Short task
Show each line of the data below that contains the string "breakfast". Uppercase and lowercase are treated as different.

Supplied records
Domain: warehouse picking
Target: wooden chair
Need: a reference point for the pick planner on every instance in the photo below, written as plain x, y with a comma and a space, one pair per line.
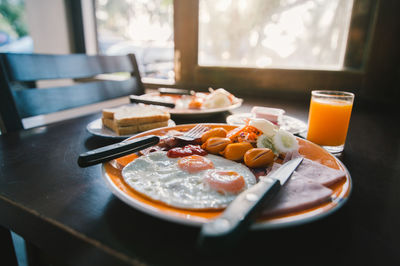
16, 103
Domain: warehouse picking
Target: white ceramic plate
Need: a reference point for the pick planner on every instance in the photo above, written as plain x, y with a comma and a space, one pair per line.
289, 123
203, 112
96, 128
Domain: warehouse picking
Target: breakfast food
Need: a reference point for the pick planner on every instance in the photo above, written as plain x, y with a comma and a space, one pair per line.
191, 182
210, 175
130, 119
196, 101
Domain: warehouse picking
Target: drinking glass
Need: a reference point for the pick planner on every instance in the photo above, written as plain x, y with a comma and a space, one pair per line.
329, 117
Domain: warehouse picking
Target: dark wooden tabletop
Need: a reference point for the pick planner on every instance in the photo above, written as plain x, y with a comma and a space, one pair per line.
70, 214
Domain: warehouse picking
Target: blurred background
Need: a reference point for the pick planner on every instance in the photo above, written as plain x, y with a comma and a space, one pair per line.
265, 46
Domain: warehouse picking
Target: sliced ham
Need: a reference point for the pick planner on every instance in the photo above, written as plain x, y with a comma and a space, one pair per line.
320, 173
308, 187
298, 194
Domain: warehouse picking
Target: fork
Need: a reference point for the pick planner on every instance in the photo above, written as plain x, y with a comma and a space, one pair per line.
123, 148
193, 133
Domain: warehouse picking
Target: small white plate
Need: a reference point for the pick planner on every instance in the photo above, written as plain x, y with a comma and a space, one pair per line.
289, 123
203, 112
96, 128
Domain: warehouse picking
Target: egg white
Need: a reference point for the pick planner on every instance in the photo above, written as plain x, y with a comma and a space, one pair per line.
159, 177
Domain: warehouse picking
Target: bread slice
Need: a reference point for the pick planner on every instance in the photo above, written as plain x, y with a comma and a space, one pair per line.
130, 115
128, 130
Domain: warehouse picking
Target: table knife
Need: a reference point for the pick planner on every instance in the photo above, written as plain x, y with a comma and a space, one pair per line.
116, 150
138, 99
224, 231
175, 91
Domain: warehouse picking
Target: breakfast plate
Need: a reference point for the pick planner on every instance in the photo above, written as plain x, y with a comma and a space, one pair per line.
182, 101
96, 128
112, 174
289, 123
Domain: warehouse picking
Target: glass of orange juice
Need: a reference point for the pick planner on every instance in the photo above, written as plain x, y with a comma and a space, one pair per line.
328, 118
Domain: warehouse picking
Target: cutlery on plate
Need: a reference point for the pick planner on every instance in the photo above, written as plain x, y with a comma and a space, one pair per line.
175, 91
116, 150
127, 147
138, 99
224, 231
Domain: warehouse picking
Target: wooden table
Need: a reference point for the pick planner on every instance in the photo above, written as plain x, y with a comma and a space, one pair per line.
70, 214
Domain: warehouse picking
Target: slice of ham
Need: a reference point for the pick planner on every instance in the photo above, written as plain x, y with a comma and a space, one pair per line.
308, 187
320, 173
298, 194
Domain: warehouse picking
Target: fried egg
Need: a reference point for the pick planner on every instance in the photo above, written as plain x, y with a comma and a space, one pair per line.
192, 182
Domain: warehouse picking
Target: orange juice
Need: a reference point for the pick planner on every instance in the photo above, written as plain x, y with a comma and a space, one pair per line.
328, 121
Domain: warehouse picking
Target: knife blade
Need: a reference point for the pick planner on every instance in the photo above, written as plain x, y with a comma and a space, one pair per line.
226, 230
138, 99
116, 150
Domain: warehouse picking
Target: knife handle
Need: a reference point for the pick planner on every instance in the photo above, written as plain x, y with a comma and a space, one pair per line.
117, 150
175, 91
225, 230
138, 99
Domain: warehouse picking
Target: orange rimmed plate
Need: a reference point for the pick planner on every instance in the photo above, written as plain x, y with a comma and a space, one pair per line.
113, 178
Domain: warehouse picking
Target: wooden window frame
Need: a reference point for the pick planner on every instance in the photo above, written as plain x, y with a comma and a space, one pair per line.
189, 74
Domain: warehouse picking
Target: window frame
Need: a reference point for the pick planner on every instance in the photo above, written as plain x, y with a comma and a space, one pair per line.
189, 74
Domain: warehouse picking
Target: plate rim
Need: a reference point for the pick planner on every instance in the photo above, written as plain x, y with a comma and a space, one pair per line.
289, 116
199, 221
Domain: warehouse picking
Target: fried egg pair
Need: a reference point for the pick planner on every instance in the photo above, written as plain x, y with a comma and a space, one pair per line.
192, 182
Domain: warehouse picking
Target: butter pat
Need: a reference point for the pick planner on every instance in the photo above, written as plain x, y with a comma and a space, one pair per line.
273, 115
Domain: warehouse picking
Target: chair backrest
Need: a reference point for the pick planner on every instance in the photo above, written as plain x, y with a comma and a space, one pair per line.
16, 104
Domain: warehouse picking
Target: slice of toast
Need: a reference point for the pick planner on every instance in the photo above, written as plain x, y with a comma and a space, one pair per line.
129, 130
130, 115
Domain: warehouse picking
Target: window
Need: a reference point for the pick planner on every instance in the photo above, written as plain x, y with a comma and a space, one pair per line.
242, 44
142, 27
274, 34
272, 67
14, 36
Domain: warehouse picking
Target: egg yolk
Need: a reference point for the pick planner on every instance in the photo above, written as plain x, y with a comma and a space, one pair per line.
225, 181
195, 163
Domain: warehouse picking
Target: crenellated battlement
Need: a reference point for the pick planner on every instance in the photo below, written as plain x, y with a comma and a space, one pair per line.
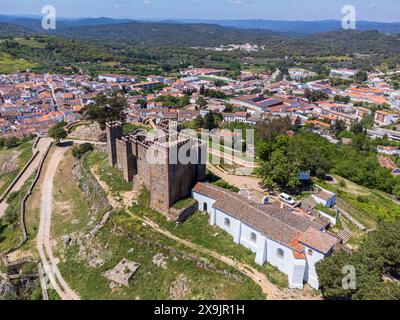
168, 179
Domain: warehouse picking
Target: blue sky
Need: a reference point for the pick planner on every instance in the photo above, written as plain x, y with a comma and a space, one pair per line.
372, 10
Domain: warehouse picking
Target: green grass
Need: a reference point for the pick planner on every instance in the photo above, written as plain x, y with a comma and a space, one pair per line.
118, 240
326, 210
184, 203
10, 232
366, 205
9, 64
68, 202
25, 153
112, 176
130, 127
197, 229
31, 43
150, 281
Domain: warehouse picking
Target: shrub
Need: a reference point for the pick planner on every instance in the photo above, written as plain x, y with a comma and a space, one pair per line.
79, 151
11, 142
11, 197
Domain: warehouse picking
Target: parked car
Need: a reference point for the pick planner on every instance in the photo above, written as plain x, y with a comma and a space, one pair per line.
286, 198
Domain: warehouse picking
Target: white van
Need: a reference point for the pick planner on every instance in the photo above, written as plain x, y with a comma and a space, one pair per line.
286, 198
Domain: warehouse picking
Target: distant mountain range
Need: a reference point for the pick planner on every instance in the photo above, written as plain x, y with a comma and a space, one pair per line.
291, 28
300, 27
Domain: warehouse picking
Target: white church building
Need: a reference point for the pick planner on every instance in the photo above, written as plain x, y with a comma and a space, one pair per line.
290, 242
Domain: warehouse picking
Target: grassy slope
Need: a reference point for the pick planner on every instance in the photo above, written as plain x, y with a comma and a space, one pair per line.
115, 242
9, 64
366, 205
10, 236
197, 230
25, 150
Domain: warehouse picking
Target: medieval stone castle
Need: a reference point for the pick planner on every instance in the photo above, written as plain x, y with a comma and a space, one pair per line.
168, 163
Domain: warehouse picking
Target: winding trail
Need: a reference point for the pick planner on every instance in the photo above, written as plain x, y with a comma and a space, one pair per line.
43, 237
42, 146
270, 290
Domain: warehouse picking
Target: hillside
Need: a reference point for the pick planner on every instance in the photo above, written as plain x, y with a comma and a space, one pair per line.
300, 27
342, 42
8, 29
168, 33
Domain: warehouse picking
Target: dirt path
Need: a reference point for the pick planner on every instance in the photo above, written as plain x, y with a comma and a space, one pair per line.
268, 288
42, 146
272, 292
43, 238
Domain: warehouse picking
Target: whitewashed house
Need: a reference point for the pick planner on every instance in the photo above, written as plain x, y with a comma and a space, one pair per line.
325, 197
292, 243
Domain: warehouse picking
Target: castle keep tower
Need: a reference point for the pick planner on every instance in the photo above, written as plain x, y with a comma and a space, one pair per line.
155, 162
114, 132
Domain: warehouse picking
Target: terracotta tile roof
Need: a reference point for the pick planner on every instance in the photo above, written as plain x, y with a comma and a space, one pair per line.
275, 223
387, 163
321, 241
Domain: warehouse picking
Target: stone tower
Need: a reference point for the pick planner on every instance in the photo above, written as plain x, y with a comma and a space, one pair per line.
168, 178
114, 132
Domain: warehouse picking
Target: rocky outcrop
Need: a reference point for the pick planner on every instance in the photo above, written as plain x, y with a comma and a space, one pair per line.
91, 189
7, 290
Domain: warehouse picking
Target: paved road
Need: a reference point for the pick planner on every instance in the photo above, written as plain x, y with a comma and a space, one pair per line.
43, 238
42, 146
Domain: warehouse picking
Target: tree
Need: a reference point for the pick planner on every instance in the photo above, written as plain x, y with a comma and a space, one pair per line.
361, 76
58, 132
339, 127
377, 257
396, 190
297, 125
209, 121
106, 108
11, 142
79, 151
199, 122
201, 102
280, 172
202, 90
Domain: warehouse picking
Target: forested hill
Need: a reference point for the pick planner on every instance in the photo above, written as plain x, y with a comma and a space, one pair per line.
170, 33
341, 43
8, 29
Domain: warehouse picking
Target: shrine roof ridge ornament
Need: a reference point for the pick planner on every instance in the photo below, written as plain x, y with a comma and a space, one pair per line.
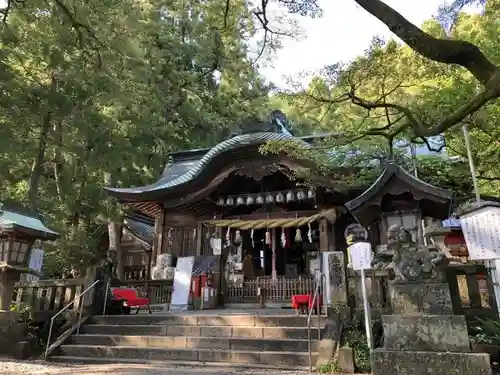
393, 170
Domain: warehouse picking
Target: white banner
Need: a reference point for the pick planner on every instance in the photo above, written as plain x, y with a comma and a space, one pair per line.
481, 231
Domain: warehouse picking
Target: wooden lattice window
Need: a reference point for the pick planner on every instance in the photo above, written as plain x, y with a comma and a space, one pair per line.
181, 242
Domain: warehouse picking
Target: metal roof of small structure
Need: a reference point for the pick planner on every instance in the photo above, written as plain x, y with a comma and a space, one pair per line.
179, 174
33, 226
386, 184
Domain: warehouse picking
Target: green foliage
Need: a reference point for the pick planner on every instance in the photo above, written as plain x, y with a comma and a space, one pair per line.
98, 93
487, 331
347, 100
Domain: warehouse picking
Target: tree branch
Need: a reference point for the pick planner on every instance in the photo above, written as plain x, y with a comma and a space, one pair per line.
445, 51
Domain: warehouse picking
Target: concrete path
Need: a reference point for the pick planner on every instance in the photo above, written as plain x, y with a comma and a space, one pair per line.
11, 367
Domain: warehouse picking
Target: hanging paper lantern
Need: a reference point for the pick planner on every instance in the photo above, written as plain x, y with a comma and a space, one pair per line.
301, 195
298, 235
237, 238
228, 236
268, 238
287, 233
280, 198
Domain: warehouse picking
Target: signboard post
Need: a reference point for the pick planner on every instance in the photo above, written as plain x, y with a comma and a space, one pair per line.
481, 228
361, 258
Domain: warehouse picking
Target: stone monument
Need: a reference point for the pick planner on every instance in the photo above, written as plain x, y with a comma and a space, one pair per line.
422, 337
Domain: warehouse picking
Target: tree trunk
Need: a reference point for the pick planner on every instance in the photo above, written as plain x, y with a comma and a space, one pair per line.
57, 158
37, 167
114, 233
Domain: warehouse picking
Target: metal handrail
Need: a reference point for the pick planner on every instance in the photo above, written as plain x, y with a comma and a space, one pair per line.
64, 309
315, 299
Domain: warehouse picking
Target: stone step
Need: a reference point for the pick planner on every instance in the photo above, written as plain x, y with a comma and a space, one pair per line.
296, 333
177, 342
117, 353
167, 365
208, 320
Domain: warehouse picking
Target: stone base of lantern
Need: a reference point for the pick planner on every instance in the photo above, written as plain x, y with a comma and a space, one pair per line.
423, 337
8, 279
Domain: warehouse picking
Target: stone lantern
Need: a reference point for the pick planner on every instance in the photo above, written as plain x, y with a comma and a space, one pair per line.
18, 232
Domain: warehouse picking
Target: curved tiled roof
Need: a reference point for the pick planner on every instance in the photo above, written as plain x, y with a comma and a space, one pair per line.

* * *

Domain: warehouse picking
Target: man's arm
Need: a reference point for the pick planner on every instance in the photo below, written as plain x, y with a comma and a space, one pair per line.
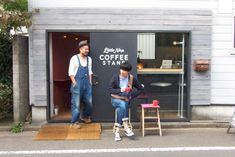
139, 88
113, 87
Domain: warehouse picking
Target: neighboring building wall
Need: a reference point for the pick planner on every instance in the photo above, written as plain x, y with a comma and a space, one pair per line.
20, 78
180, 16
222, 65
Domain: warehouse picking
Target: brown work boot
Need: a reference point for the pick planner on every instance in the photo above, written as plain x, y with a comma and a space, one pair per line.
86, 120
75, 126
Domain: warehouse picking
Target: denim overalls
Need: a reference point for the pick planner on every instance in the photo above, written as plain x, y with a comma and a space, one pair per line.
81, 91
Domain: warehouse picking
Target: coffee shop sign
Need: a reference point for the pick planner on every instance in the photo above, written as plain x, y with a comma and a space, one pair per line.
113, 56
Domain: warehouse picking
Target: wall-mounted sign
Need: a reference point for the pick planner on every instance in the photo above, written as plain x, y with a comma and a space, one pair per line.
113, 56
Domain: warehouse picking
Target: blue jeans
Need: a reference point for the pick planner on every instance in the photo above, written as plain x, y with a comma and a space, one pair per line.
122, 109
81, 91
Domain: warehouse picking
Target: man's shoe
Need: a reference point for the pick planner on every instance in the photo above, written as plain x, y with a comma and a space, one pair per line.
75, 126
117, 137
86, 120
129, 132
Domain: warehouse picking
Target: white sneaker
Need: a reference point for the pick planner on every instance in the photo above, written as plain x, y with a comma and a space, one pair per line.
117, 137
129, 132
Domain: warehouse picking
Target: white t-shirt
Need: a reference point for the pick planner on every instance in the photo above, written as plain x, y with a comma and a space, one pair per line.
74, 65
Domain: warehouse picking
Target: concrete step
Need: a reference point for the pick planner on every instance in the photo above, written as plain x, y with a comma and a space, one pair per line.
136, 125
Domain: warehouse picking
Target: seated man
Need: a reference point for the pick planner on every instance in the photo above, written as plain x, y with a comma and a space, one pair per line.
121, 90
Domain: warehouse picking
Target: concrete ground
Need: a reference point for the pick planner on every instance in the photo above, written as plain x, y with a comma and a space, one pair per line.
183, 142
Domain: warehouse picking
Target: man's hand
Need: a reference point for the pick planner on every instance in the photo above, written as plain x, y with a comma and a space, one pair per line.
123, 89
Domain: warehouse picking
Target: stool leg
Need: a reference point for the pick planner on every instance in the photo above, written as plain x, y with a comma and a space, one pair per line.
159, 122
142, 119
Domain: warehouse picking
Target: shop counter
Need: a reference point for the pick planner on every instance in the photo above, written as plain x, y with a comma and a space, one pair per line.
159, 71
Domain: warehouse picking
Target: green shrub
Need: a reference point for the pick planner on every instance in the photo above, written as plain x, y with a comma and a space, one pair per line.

Response to this task
Target: breakfast food
Target: breakfast plate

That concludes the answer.